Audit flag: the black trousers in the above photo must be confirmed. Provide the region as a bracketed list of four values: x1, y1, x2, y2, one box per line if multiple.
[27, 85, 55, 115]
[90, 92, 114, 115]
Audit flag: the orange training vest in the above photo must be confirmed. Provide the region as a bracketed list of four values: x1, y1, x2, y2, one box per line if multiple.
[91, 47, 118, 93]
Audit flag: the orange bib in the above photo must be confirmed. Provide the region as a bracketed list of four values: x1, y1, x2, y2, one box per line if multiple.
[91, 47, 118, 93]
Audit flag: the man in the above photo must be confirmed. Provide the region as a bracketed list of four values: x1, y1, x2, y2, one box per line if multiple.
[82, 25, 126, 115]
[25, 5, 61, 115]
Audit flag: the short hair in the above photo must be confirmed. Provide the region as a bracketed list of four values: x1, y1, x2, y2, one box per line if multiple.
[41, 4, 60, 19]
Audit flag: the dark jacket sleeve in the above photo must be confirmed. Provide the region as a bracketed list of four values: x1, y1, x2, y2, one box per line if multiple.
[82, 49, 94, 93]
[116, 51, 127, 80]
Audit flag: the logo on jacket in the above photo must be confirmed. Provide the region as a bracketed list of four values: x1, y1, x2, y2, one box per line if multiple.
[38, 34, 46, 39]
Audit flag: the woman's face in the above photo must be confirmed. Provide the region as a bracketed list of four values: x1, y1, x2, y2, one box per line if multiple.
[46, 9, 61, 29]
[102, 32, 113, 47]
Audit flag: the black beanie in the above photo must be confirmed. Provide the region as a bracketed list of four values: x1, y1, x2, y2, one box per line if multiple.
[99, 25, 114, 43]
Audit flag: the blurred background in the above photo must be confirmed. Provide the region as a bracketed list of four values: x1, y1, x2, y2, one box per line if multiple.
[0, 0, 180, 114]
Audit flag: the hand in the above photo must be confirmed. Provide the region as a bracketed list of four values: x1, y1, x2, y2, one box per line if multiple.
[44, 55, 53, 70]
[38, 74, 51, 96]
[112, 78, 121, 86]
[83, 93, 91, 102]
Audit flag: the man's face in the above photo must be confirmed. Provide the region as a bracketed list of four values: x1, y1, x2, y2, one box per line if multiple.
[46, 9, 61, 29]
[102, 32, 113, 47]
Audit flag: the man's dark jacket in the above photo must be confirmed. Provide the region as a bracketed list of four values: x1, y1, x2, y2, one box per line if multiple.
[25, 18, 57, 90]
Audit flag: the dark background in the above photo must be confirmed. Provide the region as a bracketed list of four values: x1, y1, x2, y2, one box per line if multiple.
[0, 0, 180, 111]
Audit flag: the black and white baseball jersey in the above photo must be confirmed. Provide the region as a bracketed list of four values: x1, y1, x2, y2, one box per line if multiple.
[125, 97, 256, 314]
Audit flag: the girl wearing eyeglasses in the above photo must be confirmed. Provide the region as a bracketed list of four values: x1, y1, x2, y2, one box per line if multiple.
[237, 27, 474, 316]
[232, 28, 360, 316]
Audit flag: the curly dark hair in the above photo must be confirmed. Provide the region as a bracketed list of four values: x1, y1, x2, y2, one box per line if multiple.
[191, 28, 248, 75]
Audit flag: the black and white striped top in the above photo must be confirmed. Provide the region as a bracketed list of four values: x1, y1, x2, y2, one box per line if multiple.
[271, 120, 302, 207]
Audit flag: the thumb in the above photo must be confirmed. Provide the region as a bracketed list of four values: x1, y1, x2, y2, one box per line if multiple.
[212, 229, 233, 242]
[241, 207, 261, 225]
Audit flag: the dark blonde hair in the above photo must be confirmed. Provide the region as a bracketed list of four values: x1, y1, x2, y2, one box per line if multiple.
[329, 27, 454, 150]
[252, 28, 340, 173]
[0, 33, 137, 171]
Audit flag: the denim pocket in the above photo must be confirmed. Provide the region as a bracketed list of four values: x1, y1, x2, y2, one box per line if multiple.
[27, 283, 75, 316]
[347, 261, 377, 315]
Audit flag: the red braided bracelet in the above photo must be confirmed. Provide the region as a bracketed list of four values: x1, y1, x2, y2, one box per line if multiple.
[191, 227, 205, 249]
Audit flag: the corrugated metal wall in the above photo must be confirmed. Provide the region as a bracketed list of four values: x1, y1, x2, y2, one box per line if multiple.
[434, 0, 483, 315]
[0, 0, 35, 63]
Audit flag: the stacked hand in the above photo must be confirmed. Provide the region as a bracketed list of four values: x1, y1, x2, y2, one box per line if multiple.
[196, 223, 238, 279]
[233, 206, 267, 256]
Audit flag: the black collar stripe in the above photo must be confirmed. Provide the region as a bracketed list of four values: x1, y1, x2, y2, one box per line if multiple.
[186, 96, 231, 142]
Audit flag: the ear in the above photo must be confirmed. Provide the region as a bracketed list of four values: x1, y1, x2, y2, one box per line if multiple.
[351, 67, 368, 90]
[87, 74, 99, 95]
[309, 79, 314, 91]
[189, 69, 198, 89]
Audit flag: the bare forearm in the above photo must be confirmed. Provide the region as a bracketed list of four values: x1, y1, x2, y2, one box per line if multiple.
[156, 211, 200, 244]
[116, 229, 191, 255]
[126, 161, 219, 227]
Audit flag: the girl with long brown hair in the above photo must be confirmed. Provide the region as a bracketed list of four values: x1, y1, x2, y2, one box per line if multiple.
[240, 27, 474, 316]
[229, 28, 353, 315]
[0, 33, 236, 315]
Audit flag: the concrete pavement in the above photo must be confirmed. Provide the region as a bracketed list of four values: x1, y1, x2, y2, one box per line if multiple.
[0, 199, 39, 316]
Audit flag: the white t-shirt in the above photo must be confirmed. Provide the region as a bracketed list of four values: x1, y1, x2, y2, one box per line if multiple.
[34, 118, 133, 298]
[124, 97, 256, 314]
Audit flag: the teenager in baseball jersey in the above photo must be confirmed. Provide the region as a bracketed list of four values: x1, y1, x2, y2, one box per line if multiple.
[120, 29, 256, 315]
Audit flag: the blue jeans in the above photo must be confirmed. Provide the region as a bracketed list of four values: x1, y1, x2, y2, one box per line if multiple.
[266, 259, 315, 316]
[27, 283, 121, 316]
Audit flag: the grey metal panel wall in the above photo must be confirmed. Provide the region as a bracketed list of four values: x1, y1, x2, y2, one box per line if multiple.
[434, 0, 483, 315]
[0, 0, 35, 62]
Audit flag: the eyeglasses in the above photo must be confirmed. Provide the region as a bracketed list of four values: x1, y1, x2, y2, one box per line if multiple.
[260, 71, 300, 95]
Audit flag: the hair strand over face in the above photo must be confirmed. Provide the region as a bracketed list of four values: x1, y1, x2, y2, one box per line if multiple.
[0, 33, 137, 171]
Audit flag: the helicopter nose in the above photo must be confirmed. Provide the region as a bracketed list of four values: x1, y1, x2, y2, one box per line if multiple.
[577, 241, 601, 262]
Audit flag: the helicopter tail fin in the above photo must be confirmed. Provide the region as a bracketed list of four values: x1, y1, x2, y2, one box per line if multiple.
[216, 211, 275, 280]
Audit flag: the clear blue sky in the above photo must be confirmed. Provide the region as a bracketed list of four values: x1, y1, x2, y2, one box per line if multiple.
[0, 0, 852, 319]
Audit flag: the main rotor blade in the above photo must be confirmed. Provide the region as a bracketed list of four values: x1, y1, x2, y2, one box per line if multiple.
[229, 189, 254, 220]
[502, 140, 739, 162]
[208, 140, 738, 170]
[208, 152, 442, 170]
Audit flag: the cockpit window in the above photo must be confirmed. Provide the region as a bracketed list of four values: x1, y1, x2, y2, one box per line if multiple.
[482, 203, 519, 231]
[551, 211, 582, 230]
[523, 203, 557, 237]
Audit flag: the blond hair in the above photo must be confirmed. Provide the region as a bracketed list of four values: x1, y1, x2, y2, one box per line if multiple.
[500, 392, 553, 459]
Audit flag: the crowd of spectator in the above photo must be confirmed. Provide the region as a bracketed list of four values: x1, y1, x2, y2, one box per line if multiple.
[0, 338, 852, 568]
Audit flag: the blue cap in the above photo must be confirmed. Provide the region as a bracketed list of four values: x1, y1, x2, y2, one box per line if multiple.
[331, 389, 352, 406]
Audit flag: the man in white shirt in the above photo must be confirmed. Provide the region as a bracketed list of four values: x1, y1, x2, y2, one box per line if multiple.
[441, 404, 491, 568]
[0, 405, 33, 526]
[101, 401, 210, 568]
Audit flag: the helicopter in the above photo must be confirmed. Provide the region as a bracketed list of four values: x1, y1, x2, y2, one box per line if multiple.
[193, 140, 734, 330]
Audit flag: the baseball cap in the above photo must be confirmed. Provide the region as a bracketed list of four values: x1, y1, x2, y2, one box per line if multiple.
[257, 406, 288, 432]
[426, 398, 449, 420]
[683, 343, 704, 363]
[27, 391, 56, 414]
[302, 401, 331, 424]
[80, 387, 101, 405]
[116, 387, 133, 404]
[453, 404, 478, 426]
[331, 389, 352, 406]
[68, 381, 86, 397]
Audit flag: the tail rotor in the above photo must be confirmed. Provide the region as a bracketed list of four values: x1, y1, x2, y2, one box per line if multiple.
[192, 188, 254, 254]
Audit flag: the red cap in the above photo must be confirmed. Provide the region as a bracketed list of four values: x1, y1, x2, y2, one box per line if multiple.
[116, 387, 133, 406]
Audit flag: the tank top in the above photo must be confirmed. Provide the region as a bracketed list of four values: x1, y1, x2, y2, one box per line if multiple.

━━━━━━━━━━

Aim of the task: Please rewrite the rows from the line containing "Audit flag: the red cap" through the end of the rows, inclusive, as a JSON list of strings with one string per line, leaving out blank lines.

Task output:
[
  "Audit flag: the red cap in the above photo must be confirmed. Provide the region as a bracketed list of four values: x1, y1, x2, y2, one box per line if multiple.",
  "[116, 387, 133, 406]",
  "Audit flag: the tank top in the above photo must be confirmed. Provide the region as a bracketed list of four values: x1, y1, x2, y2, one box per line if multiple."
]